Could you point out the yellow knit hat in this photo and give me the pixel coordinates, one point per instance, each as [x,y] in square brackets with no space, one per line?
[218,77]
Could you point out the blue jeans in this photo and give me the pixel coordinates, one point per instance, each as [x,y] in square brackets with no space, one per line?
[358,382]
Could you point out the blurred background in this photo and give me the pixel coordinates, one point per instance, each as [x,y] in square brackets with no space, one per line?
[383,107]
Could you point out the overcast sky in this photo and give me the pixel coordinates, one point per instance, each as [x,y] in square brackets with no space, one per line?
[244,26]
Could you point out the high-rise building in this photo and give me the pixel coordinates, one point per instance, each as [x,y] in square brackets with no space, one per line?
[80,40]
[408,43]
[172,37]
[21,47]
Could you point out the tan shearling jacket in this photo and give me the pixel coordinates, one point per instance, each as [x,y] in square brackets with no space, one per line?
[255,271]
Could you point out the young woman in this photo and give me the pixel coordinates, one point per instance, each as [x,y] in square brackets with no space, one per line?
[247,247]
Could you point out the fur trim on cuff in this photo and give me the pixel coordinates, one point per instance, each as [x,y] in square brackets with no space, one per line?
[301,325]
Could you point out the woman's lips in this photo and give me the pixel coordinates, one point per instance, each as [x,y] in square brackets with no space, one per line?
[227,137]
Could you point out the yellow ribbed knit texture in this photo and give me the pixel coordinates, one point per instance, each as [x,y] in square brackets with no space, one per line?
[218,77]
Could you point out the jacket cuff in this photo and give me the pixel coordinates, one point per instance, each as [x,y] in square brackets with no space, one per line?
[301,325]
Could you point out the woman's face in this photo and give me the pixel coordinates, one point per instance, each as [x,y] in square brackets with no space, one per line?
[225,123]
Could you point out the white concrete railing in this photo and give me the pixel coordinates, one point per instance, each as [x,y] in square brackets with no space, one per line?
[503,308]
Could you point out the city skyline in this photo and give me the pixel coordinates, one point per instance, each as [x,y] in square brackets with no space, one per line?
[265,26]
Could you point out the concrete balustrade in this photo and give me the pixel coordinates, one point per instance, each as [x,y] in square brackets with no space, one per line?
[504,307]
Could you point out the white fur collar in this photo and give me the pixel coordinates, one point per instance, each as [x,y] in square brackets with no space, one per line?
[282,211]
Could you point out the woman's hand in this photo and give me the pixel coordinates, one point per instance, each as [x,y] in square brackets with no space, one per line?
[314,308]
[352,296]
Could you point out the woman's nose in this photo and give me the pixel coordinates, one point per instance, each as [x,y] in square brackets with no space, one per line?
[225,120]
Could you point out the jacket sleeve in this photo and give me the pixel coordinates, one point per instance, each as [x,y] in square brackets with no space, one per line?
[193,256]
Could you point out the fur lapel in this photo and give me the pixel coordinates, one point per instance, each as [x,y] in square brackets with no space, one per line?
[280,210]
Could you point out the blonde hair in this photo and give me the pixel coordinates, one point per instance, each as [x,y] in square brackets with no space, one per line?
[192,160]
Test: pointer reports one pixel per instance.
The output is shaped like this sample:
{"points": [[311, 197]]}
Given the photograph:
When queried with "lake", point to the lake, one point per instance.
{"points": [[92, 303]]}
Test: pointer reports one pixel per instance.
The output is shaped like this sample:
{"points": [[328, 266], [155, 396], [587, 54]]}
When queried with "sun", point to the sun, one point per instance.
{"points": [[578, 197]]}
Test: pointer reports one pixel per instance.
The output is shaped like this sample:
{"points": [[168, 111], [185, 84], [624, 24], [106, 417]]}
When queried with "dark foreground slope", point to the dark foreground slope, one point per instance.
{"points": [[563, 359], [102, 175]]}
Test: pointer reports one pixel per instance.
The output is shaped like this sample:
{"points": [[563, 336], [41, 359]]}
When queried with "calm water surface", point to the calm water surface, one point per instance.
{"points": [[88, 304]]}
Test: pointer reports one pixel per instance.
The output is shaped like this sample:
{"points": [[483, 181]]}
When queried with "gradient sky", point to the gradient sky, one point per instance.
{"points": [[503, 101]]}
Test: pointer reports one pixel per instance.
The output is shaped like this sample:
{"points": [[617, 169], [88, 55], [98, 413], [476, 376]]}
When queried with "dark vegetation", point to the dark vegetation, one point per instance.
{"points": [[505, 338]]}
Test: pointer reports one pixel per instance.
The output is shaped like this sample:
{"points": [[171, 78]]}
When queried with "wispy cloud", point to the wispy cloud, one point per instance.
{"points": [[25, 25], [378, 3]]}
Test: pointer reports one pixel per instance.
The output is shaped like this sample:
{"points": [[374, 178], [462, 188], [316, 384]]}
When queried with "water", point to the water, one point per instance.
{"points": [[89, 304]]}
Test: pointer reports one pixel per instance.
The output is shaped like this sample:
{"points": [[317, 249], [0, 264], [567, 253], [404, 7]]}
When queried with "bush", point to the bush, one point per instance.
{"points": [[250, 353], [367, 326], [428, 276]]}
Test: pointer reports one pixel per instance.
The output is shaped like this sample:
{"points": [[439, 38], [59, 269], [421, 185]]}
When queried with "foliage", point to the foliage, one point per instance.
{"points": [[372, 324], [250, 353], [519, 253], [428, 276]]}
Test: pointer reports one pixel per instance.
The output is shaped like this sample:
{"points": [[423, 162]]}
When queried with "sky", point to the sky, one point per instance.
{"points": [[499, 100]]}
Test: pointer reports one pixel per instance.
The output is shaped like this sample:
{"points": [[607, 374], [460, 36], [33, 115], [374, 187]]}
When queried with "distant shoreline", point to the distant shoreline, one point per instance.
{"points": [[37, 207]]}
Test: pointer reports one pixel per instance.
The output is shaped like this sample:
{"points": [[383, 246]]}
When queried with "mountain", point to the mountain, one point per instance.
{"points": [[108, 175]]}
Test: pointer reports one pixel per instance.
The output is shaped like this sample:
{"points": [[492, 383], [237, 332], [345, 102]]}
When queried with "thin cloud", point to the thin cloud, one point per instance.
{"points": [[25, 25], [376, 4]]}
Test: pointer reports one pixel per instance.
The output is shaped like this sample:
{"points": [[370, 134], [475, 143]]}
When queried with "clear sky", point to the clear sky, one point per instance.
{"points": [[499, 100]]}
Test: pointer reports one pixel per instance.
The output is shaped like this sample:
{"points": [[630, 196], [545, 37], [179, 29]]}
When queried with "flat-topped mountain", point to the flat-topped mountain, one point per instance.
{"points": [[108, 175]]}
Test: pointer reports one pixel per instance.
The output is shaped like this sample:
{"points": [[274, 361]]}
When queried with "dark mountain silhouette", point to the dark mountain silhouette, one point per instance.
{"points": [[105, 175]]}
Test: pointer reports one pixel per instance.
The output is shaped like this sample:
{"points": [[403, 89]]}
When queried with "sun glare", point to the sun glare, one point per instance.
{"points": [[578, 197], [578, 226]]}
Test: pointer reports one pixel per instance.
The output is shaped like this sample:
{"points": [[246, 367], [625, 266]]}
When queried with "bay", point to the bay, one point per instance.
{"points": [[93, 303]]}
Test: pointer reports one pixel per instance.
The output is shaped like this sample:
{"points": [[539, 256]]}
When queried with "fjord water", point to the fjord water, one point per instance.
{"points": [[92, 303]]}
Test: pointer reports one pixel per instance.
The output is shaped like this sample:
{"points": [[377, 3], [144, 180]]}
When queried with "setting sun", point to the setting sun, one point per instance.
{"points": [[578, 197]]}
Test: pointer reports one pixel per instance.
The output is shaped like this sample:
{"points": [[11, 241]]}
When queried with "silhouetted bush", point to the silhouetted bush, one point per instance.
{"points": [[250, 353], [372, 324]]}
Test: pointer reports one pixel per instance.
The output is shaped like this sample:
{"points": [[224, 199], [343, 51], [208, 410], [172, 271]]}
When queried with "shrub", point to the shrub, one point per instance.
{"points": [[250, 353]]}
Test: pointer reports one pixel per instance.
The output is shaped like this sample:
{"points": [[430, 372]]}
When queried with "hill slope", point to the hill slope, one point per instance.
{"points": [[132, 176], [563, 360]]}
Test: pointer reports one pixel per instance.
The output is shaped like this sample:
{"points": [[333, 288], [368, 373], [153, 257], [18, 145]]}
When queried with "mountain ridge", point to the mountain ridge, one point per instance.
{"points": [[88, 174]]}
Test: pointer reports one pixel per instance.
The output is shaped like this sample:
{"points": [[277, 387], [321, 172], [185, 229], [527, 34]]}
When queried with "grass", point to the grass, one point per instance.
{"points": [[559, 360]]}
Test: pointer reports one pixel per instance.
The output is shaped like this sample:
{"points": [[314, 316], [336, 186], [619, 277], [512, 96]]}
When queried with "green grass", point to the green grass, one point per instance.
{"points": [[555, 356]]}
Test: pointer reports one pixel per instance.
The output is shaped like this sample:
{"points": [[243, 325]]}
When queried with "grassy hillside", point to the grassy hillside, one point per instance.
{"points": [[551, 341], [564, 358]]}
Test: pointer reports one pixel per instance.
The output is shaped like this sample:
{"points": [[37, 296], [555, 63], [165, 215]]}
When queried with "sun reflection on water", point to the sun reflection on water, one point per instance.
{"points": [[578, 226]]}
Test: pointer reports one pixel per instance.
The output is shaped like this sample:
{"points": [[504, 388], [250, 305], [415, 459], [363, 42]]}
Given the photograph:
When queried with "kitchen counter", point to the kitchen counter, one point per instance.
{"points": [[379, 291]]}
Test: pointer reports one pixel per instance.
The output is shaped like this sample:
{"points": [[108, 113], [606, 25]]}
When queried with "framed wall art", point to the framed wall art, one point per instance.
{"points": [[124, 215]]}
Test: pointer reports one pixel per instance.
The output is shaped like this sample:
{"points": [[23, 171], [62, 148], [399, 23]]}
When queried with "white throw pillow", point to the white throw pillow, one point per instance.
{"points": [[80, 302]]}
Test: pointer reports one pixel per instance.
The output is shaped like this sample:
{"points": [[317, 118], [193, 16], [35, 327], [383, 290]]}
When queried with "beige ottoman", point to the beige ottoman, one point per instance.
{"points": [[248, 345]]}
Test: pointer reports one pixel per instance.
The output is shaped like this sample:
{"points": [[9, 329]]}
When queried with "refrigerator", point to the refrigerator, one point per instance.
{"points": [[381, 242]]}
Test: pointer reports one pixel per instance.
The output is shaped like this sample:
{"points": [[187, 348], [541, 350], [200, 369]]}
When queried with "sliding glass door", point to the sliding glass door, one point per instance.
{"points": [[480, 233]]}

■ ■ ■ ■

» Work to be completed
Select every line above that contains the word "cloud" and copy each one out in full.

» Correct result
When queried with "wispy cloud", point to the wispy cloud, one point per instance.
When queried with "thin cloud", point to the thin cloud, one point per instance.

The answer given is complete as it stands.